* WHAT NEEDS TO BE DONE
Before doing anything else, copy the entries below exactly.
::: INFORMATION PROVIDED
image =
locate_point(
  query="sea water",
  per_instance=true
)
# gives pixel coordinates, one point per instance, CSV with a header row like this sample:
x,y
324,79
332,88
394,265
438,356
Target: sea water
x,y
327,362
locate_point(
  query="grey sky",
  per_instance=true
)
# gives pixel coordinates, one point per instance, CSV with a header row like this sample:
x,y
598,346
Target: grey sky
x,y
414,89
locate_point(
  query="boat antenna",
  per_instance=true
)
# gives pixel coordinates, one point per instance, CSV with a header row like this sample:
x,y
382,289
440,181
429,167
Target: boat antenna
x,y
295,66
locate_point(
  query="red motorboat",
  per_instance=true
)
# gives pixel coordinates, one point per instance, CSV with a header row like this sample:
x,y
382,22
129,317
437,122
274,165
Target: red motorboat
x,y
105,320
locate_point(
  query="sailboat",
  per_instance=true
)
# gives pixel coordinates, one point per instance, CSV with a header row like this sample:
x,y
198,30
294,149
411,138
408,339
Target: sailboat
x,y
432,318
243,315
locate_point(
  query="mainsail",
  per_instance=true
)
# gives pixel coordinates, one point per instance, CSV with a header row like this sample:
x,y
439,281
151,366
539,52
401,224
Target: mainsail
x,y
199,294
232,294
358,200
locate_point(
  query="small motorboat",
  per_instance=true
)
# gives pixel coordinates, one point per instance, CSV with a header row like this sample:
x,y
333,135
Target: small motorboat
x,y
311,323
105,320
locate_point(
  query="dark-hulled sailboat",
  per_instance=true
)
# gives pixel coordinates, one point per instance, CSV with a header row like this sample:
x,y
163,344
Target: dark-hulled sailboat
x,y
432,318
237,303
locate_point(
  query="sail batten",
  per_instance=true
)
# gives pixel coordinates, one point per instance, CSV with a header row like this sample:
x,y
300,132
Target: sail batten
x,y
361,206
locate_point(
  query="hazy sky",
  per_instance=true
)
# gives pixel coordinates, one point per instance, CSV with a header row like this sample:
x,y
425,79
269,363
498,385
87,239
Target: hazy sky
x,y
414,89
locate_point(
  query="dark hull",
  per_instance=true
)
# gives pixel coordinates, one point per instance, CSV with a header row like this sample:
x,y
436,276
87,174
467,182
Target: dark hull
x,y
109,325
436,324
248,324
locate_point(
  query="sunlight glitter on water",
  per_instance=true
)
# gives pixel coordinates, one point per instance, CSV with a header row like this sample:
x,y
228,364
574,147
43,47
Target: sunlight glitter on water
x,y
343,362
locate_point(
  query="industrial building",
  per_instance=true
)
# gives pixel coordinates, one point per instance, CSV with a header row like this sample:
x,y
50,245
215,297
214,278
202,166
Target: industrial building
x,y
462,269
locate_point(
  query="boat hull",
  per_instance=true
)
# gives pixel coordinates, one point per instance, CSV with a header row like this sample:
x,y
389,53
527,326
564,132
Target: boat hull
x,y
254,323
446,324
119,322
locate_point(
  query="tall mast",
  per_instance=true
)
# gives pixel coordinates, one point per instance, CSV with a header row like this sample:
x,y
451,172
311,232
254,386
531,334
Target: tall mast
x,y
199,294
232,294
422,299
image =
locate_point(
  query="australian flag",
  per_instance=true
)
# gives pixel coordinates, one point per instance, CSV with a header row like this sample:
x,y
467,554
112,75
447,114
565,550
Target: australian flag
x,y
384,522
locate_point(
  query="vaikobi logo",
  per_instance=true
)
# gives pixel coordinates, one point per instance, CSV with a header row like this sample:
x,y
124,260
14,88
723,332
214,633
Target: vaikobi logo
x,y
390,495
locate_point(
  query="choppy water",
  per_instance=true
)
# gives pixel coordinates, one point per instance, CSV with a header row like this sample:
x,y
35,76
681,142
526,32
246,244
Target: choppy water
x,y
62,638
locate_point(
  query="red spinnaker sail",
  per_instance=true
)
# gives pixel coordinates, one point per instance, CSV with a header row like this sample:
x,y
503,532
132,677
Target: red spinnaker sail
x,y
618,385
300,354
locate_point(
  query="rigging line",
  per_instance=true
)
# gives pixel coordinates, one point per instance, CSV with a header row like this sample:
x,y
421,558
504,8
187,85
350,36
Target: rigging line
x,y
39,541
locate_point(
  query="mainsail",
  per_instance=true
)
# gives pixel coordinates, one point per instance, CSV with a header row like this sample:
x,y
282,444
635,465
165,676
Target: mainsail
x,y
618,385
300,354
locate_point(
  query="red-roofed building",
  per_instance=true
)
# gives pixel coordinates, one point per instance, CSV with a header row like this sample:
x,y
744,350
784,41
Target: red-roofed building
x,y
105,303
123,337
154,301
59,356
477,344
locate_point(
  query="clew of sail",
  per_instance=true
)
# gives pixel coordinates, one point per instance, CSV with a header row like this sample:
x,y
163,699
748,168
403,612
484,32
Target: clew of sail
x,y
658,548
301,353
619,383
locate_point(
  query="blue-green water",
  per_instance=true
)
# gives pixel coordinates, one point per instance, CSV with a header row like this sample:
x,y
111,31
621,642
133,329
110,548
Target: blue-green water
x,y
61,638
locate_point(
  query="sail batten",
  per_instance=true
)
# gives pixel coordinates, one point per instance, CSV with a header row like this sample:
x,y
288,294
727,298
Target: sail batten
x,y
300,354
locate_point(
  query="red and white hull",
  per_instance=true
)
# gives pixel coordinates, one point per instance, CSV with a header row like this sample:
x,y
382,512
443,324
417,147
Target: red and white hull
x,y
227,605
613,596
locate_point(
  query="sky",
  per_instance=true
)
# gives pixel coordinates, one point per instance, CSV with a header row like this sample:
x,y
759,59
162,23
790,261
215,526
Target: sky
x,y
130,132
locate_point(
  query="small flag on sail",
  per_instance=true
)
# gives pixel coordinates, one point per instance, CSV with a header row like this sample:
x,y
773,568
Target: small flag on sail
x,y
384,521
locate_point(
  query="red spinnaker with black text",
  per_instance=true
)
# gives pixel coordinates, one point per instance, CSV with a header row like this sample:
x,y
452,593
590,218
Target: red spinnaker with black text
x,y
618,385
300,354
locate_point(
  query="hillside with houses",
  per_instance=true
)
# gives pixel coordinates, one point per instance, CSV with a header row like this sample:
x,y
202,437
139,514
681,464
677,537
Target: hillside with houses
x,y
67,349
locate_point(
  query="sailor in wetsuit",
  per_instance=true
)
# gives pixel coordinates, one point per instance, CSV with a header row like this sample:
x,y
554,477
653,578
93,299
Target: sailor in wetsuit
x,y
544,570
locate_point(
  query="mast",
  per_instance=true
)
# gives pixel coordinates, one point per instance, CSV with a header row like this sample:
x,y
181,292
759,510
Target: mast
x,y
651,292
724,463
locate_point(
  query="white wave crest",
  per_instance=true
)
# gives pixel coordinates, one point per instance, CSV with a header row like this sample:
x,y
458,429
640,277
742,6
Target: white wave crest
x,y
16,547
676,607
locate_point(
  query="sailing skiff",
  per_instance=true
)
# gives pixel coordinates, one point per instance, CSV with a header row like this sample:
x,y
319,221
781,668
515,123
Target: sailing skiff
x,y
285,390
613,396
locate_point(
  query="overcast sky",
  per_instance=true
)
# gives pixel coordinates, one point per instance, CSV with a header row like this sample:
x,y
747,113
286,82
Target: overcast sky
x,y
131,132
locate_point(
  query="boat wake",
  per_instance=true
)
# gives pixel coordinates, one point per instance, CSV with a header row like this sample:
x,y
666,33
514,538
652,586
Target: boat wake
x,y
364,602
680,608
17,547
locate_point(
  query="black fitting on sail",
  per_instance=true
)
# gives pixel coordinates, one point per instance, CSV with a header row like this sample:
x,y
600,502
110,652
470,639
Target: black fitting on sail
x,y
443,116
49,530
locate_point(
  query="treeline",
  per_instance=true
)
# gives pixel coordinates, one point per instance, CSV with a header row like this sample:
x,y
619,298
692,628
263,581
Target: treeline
::::::
* OUTPUT FOR THIS EXERCISE
image =
locate_point(
  query="sea water",
  per_instance=true
)
# gives pixel coordinates, one point per instance, CSV with a header row like this sample:
x,y
324,79
332,88
394,265
438,356
Target: sea water
x,y
327,362
locate_point(
  query="grey sky",
  per_instance=true
)
# gives pixel coordinates, one point per instance, CSV with a header row like this sample:
x,y
598,346
Target: grey sky
x,y
414,89
locate_point(
  query="boat antenna",
  per_instance=true
)
# gives pixel coordinates, one point per instance, CSV with a header row like this sample:
x,y
382,289
440,181
429,167
Target: boat antenna
x,y
295,66
locate_point(
  query="red motorboat",
  per_instance=true
)
# gives pixel coordinates, one point per instance, CSV with a header row like this sample:
x,y
382,22
129,317
437,122
274,165
Target: red motorboat
x,y
105,320
locate_point(
  query="sailboat",
  per_instance=true
)
# gives pixel coordinates, one point per instance, CSV with a header row like this sample:
x,y
198,30
294,149
411,138
408,339
Target: sailboat
x,y
432,318
243,315
locate_point(
  query="mainsail",
  per_instance=true
)
# gives pixel coordinates, one point per instance, CSV with a header row like this sample:
x,y
439,281
151,366
539,52
401,224
Target: mainsail
x,y
199,294
232,294
358,200
locate_point(
  query="small motorboat",
  per_instance=true
)
# gives pixel coordinates, one point per instance, CSV with a header row like this sample:
x,y
333,135
Target: small motorboat
x,y
311,323
105,320
locate_point(
  query="dark-hulled sailboat",
  per_instance=true
)
# gives pixel coordinates, one point per instance, CSV with a header row like this sample:
x,y
163,344
Target: dark-hulled sailboat
x,y
432,318
237,303
locate_point(
  query="sail batten",
  per_instance=true
)
# gives pixel coordinates, one point per instance, CSV with a header row like this sample:
x,y
300,132
Target: sail batten
x,y
361,206
locate_point(
  query="hazy sky",
  per_instance=true
)
# gives pixel coordinates, one point per instance, CSV with a header row like this sample:
x,y
425,79
269,363
498,385
87,239
Target: hazy sky
x,y
414,89
locate_point(
  query="dark hull",
  per_instance=true
)
# gives pixel coordinates, one point per instance, CSV with a header row like this sample:
x,y
436,276
87,174
467,182
Target: dark hull
x,y
109,325
436,324
248,324
locate_point(
  query="sunlight glitter on water",
  per_instance=true
)
# gives pixel coordinates, one point per instance, CSV with a header row like this sample:
x,y
228,364
574,147
43,47
Target: sunlight glitter on water
x,y
343,362
locate_point(
  query="industrial building",
  per_instance=true
)
# gives pixel coordinates, one point per instance, CSV with a header row like this sample:
x,y
50,245
215,297
214,278
202,166
Target: industrial building
x,y
462,269
locate_point(
  query="boat hull",
  per_instance=true
)
# gives pixel coordinates, one point per instance, CSV with a header row like this sample:
x,y
389,53
527,326
564,132
Target: boat hull
x,y
254,323
446,324
119,322
locate_point(
  query="tall mast",
  per_instance=true
)
# gives pixel coordinates, one point per instance, CSV with a header row like this sample:
x,y
451,172
311,232
254,386
531,334
Target: tall mast
x,y
199,294
232,294
422,299
image =
locate_point(
  query="australian flag",
  per_instance=true
)
# gives pixel coordinates, one point per instance, CSV with a header row like this sample:
x,y
467,554
112,75
447,114
565,550
Target: australian flag
x,y
384,522
locate_point(
  query="vaikobi logo",
  per_instance=true
)
# gives pixel coordinates, one point per instance, CSV with a header row like this sample:
x,y
124,260
14,88
723,332
214,633
Target: vaikobi logo
x,y
390,495
locate_point(
  query="choppy water",
  per_instance=true
)
# gives pixel coordinates, one point per instance, CSV with a header row like this sample:
x,y
35,76
681,142
526,32
246,244
Target: choppy water
x,y
62,638
locate_point(
  query="red spinnaker sail",
  per_instance=true
)
# gives pixel coordinates, one point per instance, CSV with a header row like this sample:
x,y
503,532
132,677
Target: red spinnaker sail
x,y
618,385
300,354
locate_point(
  query="rigging line",
  per_instance=true
)
# gives pixel coordinates, one point per instance, CSV with a header row like this sample:
x,y
421,558
504,8
187,85
350,36
Target: rigging line
x,y
39,541
locate_point(
  query="mainsail",
  per_instance=true
)
# gives pixel coordinates, one point per instance, CSV with a header row like this sample:
x,y
282,444
635,465
165,676
Target: mainsail
x,y
618,385
300,354
locate_point(
  query="red-roofed building",
  per_instance=true
)
# gives pixel coordinates, one point per instance, CSV with a header row like this sample:
x,y
744,350
784,41
Target: red-roofed building
x,y
105,303
123,337
154,301
59,356
477,344
locate_point(
  query="clew of sail",
  per_instance=true
)
# gives pixel coordinates, one point per instance, CSV with a header row like this sample:
x,y
163,699
748,168
403,612
484,32
Target: clew of sail
x,y
658,548
301,353
619,383
locate_point(
  query="blue-green water",
  per_instance=true
)
# gives pixel coordinates, one point per instance, CSV with a header row like this sample:
x,y
111,31
621,642
133,329
110,548
Target: blue-green water
x,y
61,638
locate_point(
  query="sail batten",
  per_instance=true
)
# gives pixel coordinates, one point per instance, CSV with a header row like this sample:
x,y
288,294
727,298
Target: sail batten
x,y
300,354
locate_point(
  query="red and white hull",
  per_instance=true
)
# gives pixel coordinates, one point per instance, CSV with a header row like this sample:
x,y
382,512
443,324
417,147
Target: red and white hull
x,y
227,605
613,596
locate_point(
  query="sky",
  per_instance=true
)
# gives pixel coordinates, one point per instance, CSV with a header row like this sample:
x,y
759,59
162,23
790,261
215,526
Target: sky
x,y
130,132
locate_point(
  query="small flag on sail",
  per_instance=true
)
# gives pixel coordinates, one point per instance, CSV with a header row like this sample:
x,y
773,568
Target: small flag on sail
x,y
384,521
locate_point(
  query="red spinnaker with black text",
  per_instance=true
)
# gives pixel coordinates, one point per instance, CSV with a header row like this sample:
x,y
452,593
590,218
Target: red spinnaker with black text
x,y
618,385
300,354
locate_point(
  query="hillside with houses",
  per_instance=true
)
# gives pixel coordinates, one point per instance, CSV with a header row like this sample:
x,y
202,437
139,514
681,464
677,537
Target: hillside with houses
x,y
67,349
locate_point(
  query="sailor in wetsuit",
  per_instance=true
)
# gives pixel coordinates, one point per instance, CSV with a header row like this sample:
x,y
554,477
653,578
93,299
Target: sailor in wetsuit
x,y
544,570
locate_point(
  query="mast",
  per_instance=true
)
# gives pixel coordinates, one point per instance, CSV with a header row like this sample:
x,y
181,292
759,510
Target: mast
x,y
651,292
724,463
locate_point(
  query="white wave crest",
  per_instance=true
)
# gives pixel coordinates, one point per instance, CSV with a header row like this sample:
x,y
458,429
640,277
742,6
Target: white wave crest
x,y
16,547
676,607
locate_point(
  query="sailing skiff",
  per_instance=true
)
# gives pixel coordinates, one point per instance, CSV with a header row like this sample:
x,y
319,221
781,668
515,123
Target: sailing skiff
x,y
285,390
613,396
locate_point(
  query="overcast sky",
  per_instance=true
)
# gives pixel coordinates, one point per instance, CSV with a header row like this sample:
x,y
747,113
286,82
Target: overcast sky
x,y
131,132
locate_point(
  query="boat wake",
  per_instance=true
)
# gives pixel coordinates, one point per instance, CSV with a header row like this sample:
x,y
666,33
514,538
652,586
Target: boat wake
x,y
364,602
680,608
17,547
locate_point(
  query="black fitting on sail",
  per_instance=true
)
# gives pixel coordinates, one point per instance, CSV with a header row like this sample:
x,y
600,502
110,652
470,639
Target: black fitting on sail
x,y
443,116
49,530
locate_point(
  query="treeline",
  per_instance=true
)
# gives pixel coordinates, one point per instance, CSV with a header row like this sample:
x,y
619,298
692,628
263,581
Target: treeline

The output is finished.